• _WRITTEN INSTRUCTION_
Your task is to output the entries below word for word.

• _RECORDS SHOWN_
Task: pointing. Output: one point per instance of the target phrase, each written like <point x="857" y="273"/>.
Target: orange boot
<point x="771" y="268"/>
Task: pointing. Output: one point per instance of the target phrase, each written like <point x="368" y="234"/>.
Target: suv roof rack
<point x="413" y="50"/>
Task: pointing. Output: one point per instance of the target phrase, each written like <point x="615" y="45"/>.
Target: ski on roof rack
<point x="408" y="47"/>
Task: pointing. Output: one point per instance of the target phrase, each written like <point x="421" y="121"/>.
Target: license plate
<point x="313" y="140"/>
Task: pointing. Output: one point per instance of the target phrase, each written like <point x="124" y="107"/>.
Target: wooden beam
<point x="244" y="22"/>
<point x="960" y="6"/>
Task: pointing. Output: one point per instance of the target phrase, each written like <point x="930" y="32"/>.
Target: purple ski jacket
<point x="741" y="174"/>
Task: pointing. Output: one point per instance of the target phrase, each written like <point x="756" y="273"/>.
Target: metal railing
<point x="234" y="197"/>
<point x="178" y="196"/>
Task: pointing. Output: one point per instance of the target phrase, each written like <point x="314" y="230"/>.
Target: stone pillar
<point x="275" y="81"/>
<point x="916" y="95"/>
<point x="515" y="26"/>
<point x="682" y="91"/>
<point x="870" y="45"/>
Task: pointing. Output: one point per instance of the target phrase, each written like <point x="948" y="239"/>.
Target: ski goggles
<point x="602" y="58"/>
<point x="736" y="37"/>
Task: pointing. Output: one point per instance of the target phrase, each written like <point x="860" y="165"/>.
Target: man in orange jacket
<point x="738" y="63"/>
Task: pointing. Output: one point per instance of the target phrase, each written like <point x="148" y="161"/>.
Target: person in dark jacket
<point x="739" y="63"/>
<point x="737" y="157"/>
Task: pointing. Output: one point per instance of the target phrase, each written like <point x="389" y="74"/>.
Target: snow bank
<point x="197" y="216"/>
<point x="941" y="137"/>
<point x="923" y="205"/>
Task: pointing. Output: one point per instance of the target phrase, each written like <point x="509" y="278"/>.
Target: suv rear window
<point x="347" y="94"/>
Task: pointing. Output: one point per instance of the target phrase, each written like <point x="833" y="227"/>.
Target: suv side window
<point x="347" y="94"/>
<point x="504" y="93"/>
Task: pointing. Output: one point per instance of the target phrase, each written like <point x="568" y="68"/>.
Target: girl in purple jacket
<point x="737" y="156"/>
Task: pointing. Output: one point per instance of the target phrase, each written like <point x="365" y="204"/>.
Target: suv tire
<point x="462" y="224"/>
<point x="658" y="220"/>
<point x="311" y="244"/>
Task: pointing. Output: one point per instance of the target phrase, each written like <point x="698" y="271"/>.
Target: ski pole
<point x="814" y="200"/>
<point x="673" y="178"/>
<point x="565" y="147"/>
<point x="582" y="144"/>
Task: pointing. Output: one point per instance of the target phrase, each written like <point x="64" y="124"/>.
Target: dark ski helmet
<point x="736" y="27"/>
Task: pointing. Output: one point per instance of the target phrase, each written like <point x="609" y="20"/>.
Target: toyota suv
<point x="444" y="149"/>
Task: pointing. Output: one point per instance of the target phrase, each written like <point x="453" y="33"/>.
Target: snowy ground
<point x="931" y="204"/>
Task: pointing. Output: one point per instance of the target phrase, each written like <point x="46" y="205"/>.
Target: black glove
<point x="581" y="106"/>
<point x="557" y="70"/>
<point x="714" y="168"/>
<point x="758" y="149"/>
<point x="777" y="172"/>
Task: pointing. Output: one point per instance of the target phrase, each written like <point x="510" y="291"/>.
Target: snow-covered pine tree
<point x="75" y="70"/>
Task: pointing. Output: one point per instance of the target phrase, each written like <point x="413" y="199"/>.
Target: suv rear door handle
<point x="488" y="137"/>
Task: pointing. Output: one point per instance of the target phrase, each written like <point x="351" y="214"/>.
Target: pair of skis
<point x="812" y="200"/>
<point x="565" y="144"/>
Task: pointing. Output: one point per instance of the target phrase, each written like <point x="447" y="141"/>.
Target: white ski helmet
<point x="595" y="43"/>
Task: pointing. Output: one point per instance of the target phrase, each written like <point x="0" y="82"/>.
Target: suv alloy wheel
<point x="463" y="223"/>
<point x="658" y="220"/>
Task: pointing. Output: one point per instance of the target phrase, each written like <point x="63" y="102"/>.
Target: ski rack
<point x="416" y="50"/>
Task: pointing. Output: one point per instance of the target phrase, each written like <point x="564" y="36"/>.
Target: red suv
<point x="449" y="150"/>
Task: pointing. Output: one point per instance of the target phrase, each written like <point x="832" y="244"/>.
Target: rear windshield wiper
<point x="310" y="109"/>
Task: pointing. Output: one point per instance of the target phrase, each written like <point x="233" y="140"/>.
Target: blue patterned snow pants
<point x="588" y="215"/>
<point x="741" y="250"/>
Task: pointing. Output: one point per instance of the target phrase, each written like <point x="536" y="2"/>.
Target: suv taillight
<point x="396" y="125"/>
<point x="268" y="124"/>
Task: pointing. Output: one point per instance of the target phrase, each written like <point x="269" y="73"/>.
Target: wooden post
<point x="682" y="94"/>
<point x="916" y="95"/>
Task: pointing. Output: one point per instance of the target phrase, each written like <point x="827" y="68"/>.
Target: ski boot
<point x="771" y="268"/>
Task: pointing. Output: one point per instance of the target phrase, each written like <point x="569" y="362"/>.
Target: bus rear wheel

• _RESULT FOR THIS EXERCISE_
Task: pointing. Output: one point per instance of the target phrase, each written like <point x="857" y="273"/>.
Target: orange boot
<point x="771" y="268"/>
Task: pointing. Output: one point per instance of the target phrase, each written like <point x="368" y="234"/>.
Target: suv roof rack
<point x="413" y="50"/>
Task: pointing. Output: one point per instance of the target phrase, each written like <point x="615" y="45"/>.
Target: ski on roof rack
<point x="408" y="47"/>
Task: pointing. Output: one point per instance of the target phrase, each written like <point x="421" y="121"/>.
Target: license plate
<point x="313" y="140"/>
Task: pointing. Output: one point per instance of the target phrase, each written like <point x="124" y="107"/>.
Target: wooden beam
<point x="244" y="22"/>
<point x="960" y="6"/>
Task: pointing. Output: one point per instance of the target phrase, each written like <point x="930" y="32"/>.
Target: purple ski jacket
<point x="741" y="174"/>
Task: pointing. Output: one point per instance of the target phrase, each written like <point x="756" y="273"/>.
Target: metal railing
<point x="234" y="197"/>
<point x="178" y="196"/>
Task: pointing. Output: one point per instance of the target phrase, each written like <point x="314" y="230"/>.
Target: stone pillar
<point x="275" y="81"/>
<point x="916" y="95"/>
<point x="515" y="26"/>
<point x="682" y="91"/>
<point x="870" y="45"/>
Task: pointing. Output: one point per instance of the target phrase, each written like <point x="948" y="239"/>.
Target: ski goggles
<point x="602" y="58"/>
<point x="736" y="37"/>
Task: pointing. Output: one point per instance of the target phrase, each written like <point x="860" y="165"/>.
Target: man in orange jacket
<point x="738" y="63"/>
Task: pointing. Output: one point per instance of the target phrase, each written like <point x="148" y="161"/>.
Target: person in dark jacket
<point x="739" y="63"/>
<point x="737" y="157"/>
Task: pointing. Output: one point per instance of the target phrase, each written like <point x="389" y="74"/>.
Target: snow bank
<point x="197" y="216"/>
<point x="941" y="137"/>
<point x="923" y="205"/>
Task: pointing. Output: one point per instance of the target phrase, each written like <point x="509" y="278"/>.
Target: suv rear window
<point x="347" y="94"/>
Task: pointing. Output: one point per instance of the target phrase, each written like <point x="833" y="227"/>.
Target: suv side window
<point x="347" y="94"/>
<point x="504" y="93"/>
Task: pointing. Output: one point per instance of the target phrase, each written like <point x="568" y="68"/>.
Target: girl in purple jacket
<point x="737" y="156"/>
Task: pointing. Output: one point per instance of the target phrase, each written like <point x="365" y="204"/>.
Target: suv tire
<point x="462" y="224"/>
<point x="658" y="220"/>
<point x="311" y="244"/>
Task: pointing. Output: one point per instance of the target phrase, each written like <point x="698" y="271"/>.
Target: ski pole
<point x="814" y="200"/>
<point x="673" y="178"/>
<point x="565" y="147"/>
<point x="582" y="144"/>
Task: pointing. Output: one point per instance of the target phrase, each written like <point x="64" y="124"/>.
Target: dark ski helmet
<point x="736" y="27"/>
Task: pointing. Output: one point per instance of the target phrase, each written like <point x="609" y="20"/>.
Target: toyota suv
<point x="444" y="149"/>
Task: pointing. Output: one point per instance of the target phrase, each written like <point x="453" y="33"/>.
Target: snowy ground
<point x="931" y="204"/>
Task: pointing. Output: one point per instance of the target phrase, each written like <point x="46" y="205"/>.
Target: black glove
<point x="581" y="106"/>
<point x="557" y="70"/>
<point x="714" y="168"/>
<point x="758" y="149"/>
<point x="777" y="172"/>
Task: pointing. Output: one point per instance of the target phrase, each written like <point x="510" y="291"/>.
Target: snow-covered pine tree
<point x="75" y="70"/>
Task: pointing. Output: one point per instance of the target phrase, each written like <point x="413" y="199"/>.
Target: suv rear door handle
<point x="488" y="137"/>
Task: pointing. Output: one point per instance of the target phrase, each written like <point x="351" y="214"/>.
Target: pair of skis
<point x="812" y="200"/>
<point x="565" y="144"/>
Task: pointing. Output: one point per instance of the target phrase, each written like <point x="447" y="141"/>.
Target: white ski helmet
<point x="595" y="43"/>
Task: pointing. Output: one point per instance of the target phrase, each written like <point x="0" y="82"/>.
Target: suv alloy wheel
<point x="463" y="223"/>
<point x="658" y="220"/>
Task: pointing. Output: one point per instance of the target phrase, each written like <point x="63" y="102"/>.
Target: ski rack
<point x="416" y="50"/>
Task: pointing. Output: one point per instance of the target phrase, each written like <point x="564" y="36"/>.
Target: red suv
<point x="449" y="150"/>
Task: pointing. Output: one point per instance of the target phrase, each written like <point x="832" y="244"/>.
Target: rear windshield wiper
<point x="310" y="109"/>
Task: pointing. Output: one point per instance of the target phrase, each written like <point x="233" y="140"/>.
Target: blue patterned snow pants
<point x="588" y="215"/>
<point x="741" y="250"/>
Task: pointing. Output: one point per instance of the target phrase, each written like <point x="536" y="2"/>.
Target: suv taillight
<point x="396" y="125"/>
<point x="268" y="124"/>
Task: pointing. Output: one point per instance of the target phrase, each written like <point x="269" y="73"/>.
Target: wooden post
<point x="682" y="94"/>
<point x="916" y="95"/>
Task: pointing. Output: one point per instance of the target phrase, each written like <point x="827" y="68"/>.
Target: ski boot
<point x="771" y="268"/>
Task: pointing. Output: one point per instance of the target phrase, each written like <point x="569" y="362"/>.
Target: bus rear wheel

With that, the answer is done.